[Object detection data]
:::

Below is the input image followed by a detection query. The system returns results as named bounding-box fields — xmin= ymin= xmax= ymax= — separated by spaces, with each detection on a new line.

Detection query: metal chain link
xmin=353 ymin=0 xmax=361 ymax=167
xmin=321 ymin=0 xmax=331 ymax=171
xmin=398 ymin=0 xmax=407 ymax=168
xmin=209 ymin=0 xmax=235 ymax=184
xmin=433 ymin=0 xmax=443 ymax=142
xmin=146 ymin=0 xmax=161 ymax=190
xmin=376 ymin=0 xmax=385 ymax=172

:::

# Set exercise
Please copy out every line of the listing above, keeping each one word for word.

# Reply
Below is the input image followed by a detection query. The system returns results as named bounding-box fields — xmin= ymin= xmax= ymax= — separated by spaces, with each detection on a new line.

Detection query: metal chain link
xmin=353 ymin=0 xmax=361 ymax=167
xmin=321 ymin=0 xmax=331 ymax=171
xmin=398 ymin=0 xmax=407 ymax=168
xmin=209 ymin=0 xmax=235 ymax=184
xmin=433 ymin=0 xmax=443 ymax=142
xmin=146 ymin=0 xmax=161 ymax=190
xmin=376 ymin=0 xmax=385 ymax=172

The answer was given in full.